[Data listing]
+ + + +
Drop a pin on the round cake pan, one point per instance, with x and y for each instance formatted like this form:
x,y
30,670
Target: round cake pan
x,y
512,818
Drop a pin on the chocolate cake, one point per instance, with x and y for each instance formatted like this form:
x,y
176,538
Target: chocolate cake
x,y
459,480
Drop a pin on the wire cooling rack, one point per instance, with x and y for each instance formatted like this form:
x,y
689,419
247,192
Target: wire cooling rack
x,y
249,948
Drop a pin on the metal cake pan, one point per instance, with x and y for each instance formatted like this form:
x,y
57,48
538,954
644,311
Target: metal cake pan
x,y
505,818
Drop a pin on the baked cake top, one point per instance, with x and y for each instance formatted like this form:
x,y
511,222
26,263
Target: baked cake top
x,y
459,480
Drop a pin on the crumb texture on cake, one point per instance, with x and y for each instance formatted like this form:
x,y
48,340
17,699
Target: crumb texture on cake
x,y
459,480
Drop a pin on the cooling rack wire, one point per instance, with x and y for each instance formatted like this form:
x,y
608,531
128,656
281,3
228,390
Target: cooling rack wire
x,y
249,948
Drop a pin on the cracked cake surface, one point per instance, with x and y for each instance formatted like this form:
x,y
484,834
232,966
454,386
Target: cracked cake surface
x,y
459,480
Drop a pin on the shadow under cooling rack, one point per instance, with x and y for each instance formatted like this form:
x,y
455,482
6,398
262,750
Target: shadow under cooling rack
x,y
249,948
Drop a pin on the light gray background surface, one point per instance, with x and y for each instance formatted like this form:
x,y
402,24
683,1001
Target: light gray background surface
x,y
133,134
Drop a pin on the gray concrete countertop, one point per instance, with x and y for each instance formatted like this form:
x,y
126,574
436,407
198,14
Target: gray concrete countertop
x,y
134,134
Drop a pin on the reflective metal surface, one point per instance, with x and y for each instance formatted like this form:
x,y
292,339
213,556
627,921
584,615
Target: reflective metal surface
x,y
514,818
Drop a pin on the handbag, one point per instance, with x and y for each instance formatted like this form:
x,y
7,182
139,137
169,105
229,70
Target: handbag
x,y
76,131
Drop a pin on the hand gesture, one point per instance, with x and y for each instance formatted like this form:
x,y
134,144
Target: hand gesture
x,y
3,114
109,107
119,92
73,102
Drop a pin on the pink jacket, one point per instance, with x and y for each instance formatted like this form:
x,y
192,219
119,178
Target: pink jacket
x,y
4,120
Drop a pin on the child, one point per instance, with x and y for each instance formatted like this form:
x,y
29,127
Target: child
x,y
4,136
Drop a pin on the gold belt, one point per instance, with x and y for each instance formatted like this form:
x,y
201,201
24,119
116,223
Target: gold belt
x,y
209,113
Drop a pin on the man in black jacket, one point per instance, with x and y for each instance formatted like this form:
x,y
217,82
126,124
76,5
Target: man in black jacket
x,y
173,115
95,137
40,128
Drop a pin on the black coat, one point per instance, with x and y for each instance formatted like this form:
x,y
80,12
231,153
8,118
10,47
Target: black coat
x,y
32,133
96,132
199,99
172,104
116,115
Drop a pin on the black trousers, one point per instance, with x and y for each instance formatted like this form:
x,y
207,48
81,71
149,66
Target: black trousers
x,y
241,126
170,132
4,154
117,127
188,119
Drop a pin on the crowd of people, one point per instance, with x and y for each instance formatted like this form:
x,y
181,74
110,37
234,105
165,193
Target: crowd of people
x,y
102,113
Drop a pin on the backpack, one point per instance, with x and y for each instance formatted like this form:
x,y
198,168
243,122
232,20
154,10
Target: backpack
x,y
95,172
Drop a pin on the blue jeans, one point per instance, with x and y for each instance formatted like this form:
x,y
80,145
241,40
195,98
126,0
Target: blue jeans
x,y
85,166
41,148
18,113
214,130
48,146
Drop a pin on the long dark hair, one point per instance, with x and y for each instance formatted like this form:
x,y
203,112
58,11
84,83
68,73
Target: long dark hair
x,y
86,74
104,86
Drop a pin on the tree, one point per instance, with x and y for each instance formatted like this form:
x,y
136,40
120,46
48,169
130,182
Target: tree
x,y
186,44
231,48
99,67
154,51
+ + + +
- [Your objective]: Copy only the stretch running from the line containing "Drop a pin on the backpack, one" to the final line of the entries, both ends included, exactly as it stands.

- [Written answer]:
Drop a pin on the backpack, one point per instance, with x and y for each instance formatted like this form:
x,y
198,168
243,122
232,20
154,10
Target: backpack
x,y
95,172
Drop a pin on the blue jeans, one point per instance, with x and y for each instance formatted like this form:
x,y
80,145
241,40
195,98
126,0
Target: blue jeans
x,y
85,166
41,148
18,113
214,130
48,146
Drop a pin on the long dark hair, one point per instance, with x and y for each instance formatted like this form:
x,y
203,112
58,11
84,83
68,73
Target: long dark hair
x,y
86,74
104,86
Drop a pin on the tree, one point per instance, with x and y for each instance formatted like this form:
x,y
136,40
120,46
48,169
130,182
Target: tree
x,y
186,44
231,48
99,67
154,51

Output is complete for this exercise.